WHAT TO PRODUCE:
Using the material that follows, identify and copy each line with the string "compact".

INPUT DATA:
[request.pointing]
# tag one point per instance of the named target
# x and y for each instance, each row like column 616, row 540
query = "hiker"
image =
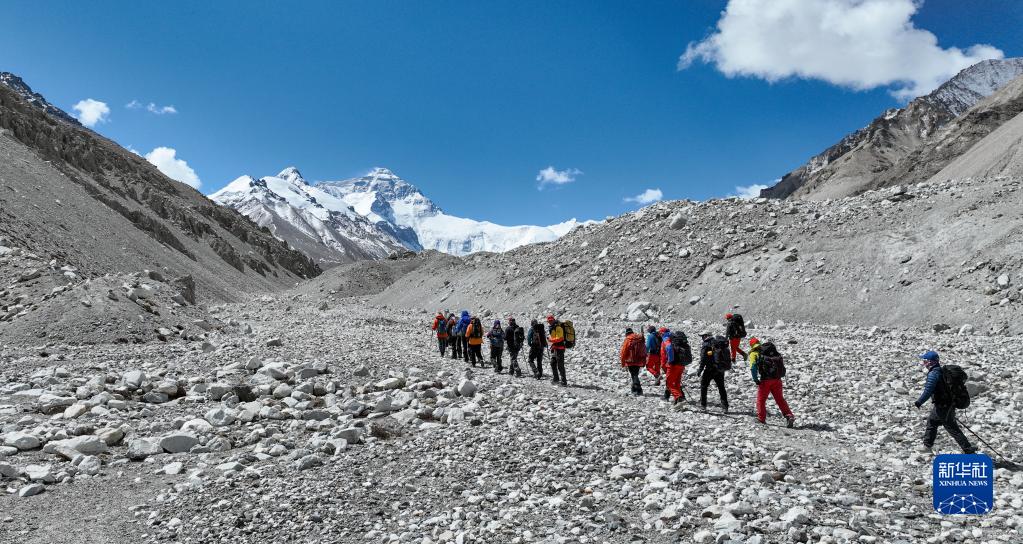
column 735, row 328
column 675, row 355
column 713, row 365
column 767, row 369
column 654, row 354
column 440, row 325
column 453, row 340
column 474, row 336
column 496, row 337
column 515, row 336
column 537, row 342
column 462, row 341
column 633, row 357
column 557, row 341
column 938, row 390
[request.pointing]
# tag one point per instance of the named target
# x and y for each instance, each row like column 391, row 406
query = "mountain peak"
column 976, row 82
column 292, row 174
column 16, row 84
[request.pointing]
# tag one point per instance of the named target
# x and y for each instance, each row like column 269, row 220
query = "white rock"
column 31, row 490
column 466, row 388
column 21, row 441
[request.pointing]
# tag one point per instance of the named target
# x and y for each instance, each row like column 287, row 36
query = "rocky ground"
column 311, row 417
column 942, row 254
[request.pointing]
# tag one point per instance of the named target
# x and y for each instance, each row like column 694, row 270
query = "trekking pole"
column 982, row 441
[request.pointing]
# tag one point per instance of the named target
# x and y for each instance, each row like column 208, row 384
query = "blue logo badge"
column 964, row 484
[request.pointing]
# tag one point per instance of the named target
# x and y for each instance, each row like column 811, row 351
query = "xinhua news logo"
column 964, row 484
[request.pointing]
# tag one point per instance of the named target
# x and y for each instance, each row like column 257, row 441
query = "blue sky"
column 472, row 100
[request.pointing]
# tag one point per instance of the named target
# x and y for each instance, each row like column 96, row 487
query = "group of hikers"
column 464, row 335
column 667, row 353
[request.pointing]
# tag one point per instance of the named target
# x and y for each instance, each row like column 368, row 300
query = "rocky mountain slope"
column 81, row 200
column 280, row 437
column 307, row 218
column 866, row 159
column 943, row 254
column 398, row 210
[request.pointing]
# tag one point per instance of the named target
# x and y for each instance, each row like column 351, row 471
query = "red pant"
column 734, row 344
column 772, row 388
column 673, row 379
column 654, row 364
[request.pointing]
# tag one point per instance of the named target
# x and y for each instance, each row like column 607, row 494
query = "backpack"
column 635, row 349
column 740, row 324
column 722, row 354
column 569, row 330
column 680, row 347
column 954, row 378
column 496, row 337
column 770, row 364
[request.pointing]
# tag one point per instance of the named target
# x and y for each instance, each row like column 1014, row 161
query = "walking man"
column 943, row 408
column 633, row 357
column 557, row 343
column 711, row 369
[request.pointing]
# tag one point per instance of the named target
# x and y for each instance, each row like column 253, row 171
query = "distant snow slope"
column 397, row 206
column 310, row 220
column 367, row 218
column 864, row 159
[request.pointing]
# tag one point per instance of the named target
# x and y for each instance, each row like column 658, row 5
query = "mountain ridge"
column 398, row 211
column 853, row 164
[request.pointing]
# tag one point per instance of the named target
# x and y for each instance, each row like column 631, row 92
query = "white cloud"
column 161, row 109
column 858, row 44
column 750, row 191
column 91, row 112
column 557, row 177
column 646, row 197
column 151, row 107
column 166, row 161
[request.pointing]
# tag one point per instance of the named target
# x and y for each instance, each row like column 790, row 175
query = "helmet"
column 930, row 356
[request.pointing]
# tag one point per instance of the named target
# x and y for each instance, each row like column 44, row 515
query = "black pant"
column 495, row 357
column 705, row 379
column 536, row 354
column 634, row 373
column 476, row 354
column 456, row 347
column 558, row 365
column 945, row 416
column 514, row 362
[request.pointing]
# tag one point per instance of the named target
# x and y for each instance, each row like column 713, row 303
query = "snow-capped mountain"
column 307, row 218
column 399, row 208
column 367, row 218
column 17, row 85
column 863, row 159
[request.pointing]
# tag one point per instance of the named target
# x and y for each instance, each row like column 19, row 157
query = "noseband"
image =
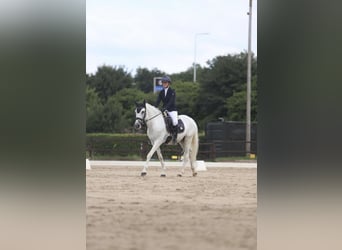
column 144, row 121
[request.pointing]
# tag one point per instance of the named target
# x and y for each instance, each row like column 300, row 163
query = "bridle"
column 144, row 121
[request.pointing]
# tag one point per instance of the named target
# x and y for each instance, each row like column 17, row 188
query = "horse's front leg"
column 155, row 146
column 161, row 159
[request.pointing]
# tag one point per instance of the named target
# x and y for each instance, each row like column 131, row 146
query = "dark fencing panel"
column 229, row 138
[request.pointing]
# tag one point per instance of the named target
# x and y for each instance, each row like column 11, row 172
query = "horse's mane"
column 152, row 108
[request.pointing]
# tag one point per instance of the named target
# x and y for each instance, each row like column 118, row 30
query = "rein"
column 146, row 120
column 153, row 117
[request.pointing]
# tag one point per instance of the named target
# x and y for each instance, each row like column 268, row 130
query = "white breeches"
column 174, row 117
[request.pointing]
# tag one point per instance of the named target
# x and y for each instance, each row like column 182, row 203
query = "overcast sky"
column 161, row 33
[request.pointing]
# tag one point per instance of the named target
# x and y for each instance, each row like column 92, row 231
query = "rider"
column 168, row 97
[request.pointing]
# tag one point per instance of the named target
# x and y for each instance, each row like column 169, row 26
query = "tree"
column 187, row 95
column 236, row 104
column 224, row 76
column 108, row 80
column 94, row 110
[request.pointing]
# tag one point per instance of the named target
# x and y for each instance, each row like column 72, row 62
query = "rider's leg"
column 174, row 117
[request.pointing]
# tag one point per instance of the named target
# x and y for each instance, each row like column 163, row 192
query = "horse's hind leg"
column 161, row 159
column 155, row 146
column 186, row 149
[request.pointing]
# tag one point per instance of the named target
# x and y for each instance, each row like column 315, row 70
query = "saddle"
column 168, row 124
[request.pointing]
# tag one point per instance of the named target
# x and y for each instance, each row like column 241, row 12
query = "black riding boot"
column 174, row 134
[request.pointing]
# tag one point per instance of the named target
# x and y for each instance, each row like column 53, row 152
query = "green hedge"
column 125, row 146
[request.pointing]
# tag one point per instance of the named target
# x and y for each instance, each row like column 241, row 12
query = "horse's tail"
column 194, row 147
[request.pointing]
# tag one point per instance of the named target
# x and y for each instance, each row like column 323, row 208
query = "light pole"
column 195, row 48
column 248, row 97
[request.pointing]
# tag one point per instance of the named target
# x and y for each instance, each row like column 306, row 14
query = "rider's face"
column 165, row 85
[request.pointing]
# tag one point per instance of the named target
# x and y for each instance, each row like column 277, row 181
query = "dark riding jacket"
column 169, row 101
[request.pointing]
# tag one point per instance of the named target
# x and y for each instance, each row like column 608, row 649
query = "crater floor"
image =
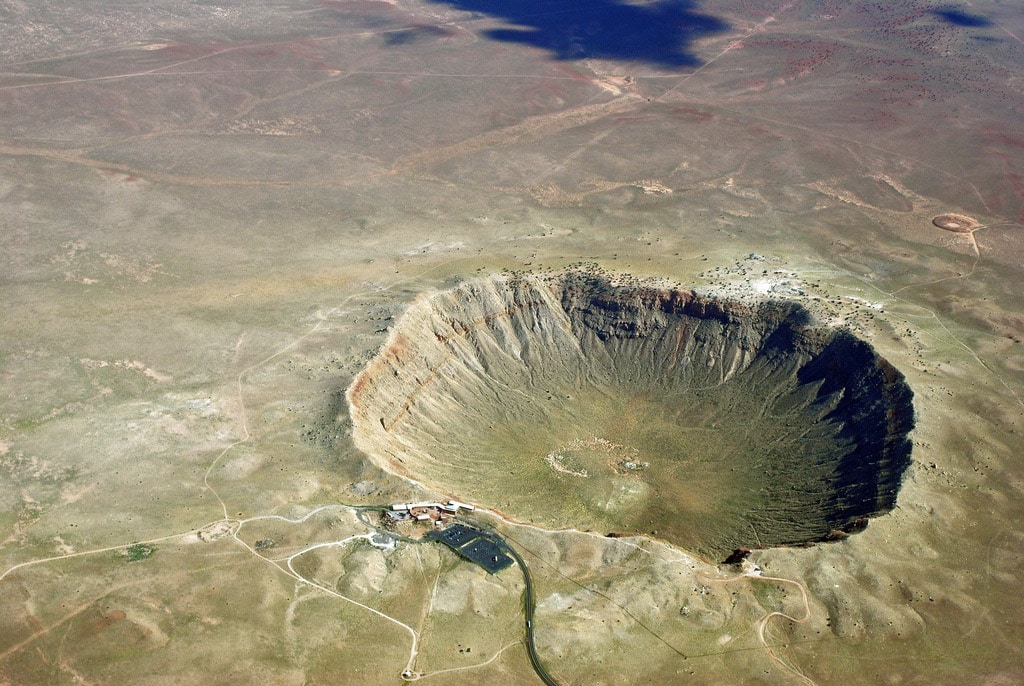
column 620, row 405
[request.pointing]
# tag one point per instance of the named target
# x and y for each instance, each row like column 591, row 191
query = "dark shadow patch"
column 961, row 18
column 659, row 33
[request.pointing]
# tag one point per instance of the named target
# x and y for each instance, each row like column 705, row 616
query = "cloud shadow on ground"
column 659, row 33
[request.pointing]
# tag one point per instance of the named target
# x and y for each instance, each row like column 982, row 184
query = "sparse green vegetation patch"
column 137, row 552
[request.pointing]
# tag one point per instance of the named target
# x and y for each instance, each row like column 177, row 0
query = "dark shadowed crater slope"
column 620, row 405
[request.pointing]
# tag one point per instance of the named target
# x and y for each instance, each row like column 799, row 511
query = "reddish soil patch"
column 957, row 223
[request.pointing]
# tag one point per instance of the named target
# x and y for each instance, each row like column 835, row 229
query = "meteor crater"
column 617, row 404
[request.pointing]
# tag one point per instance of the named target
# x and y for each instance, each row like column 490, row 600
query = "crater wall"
column 619, row 405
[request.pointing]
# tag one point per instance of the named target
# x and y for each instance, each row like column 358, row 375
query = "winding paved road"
column 529, row 604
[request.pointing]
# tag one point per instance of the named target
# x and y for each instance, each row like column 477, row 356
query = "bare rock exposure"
column 619, row 405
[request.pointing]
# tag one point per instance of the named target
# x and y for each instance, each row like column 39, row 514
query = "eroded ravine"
column 620, row 405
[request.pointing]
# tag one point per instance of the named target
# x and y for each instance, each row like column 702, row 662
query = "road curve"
column 529, row 604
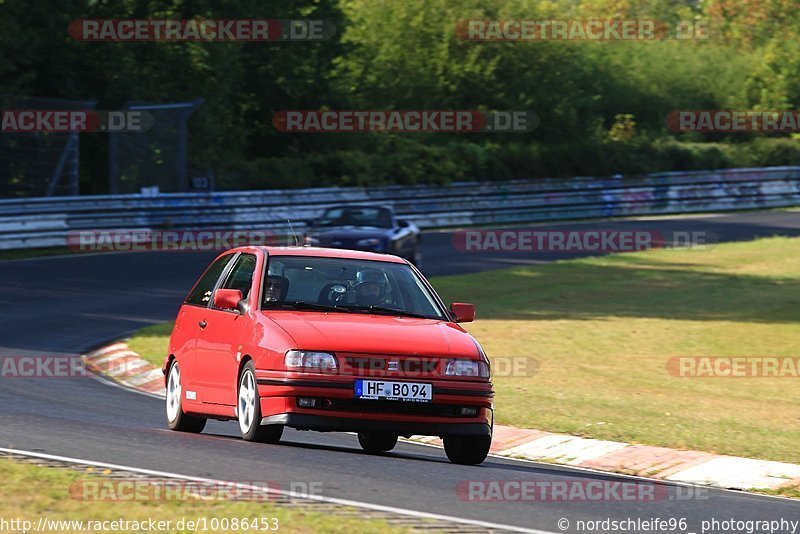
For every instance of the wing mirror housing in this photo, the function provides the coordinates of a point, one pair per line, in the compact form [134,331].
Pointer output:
[463,312]
[227,299]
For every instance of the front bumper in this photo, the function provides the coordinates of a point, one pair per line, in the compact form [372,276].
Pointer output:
[325,423]
[337,408]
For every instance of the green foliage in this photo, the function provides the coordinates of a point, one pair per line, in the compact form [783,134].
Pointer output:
[601,105]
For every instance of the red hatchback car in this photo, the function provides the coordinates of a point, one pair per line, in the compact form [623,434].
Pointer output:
[328,340]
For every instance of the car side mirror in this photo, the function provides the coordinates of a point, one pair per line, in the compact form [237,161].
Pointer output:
[463,312]
[227,299]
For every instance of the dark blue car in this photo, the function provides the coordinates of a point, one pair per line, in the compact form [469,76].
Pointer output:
[370,228]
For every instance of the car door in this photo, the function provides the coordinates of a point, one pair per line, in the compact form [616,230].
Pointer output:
[220,341]
[183,342]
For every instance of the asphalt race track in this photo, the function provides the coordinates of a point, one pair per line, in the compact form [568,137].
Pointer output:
[67,305]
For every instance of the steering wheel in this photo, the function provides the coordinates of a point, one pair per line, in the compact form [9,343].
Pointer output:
[332,294]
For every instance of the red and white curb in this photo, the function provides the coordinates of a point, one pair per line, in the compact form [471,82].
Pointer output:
[118,362]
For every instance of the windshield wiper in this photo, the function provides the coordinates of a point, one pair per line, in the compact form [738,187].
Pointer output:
[305,305]
[393,311]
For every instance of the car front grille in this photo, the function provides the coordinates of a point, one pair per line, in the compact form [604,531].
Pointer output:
[390,407]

REPLY TO THE EXERCISE:
For every instance of the wing mirror housing in this photo, the function provides the coordinates of a point, one pair per line, in the compact form [134,331].
For every instance of the front bumper in this photo, the function provides the coordinates of a point, one pair per line, in the compact form [372,276].
For every instance of the green foliage in this photo, the function provides the coordinates of a point, one pair per line, in the compact form [783,134].
For every instance of the red hatchback car in this photo, the function provides the coordinates of a point, one pair per line, in the compact form [623,434].
For every instance of the car side mirror in this photo, the function provides the coordinates of a point, one pair per line, in the compact form [237,161].
For every instance of the dark blue car in this photo, the function provides the coordinates of a point, one pair per line, in the compact form [469,76].
For every instance of the car door in this photo, the function provides the coordinates of a point, one pair per line, in the compact form [616,230].
For every instance of the asphalt race track in this photo, the function provides the coordinates of a point, one pair per line, in the compact form [568,137].
For every instance of the steering wheel in this photo, the function provides the coordinates of a point, one pair per line, in the compact form [9,343].
For every instance of the red and white curb in this photo, the function provides the coordinates of a point, one pair per line, in the compact form [471,82].
For every instance of the windshield wiper in this photo, the function provides the coordinates of a point, one pair per line, in the compact form [738,187].
For every instance of the car front grille in this photo, the function provides the coordinates of a point, one pair per line, in the compact form [604,531].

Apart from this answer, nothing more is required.